§ Saved data entries:
---*---

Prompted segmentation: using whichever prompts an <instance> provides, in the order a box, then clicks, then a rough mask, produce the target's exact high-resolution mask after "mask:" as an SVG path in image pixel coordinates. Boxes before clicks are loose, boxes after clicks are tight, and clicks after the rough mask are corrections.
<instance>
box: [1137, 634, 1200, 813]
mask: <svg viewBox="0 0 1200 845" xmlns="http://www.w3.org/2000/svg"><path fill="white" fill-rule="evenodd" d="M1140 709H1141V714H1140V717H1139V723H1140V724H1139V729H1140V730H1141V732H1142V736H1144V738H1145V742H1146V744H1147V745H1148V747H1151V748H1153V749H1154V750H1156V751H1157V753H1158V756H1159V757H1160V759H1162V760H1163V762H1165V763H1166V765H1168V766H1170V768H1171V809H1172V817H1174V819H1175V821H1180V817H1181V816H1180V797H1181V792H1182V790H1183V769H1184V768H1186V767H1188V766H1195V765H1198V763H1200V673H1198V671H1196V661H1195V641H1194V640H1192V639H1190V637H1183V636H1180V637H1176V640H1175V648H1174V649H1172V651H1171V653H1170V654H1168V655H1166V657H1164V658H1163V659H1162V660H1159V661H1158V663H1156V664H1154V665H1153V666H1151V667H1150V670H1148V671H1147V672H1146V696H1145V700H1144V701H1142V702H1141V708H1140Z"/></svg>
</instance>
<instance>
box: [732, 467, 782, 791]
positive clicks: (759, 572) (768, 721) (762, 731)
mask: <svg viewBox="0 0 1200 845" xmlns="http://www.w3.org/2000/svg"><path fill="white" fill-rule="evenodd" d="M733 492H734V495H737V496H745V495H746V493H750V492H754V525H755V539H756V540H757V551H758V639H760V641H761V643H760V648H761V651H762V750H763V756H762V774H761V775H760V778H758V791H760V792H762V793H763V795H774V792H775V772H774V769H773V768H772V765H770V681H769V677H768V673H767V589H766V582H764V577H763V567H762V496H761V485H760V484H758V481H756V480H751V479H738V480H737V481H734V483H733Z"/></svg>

---*---

§ WHAT YOU HAVE TO DO: Only the lines with "instance" are needed; find them in the records and copy each one.

§ EXPECTED OUTPUT:
Prompted segmentation: using whichever prompts an <instance> provides, in the order a box, then clicks, then a rough mask, produce the target's exact high-resolution mask after "mask:" as an SVG path in image pixel coordinates. Boxes before clicks are loose, boxes after clicks are tight, and clicks after the rough mask are corrections.
<instance>
</instance>
<instance>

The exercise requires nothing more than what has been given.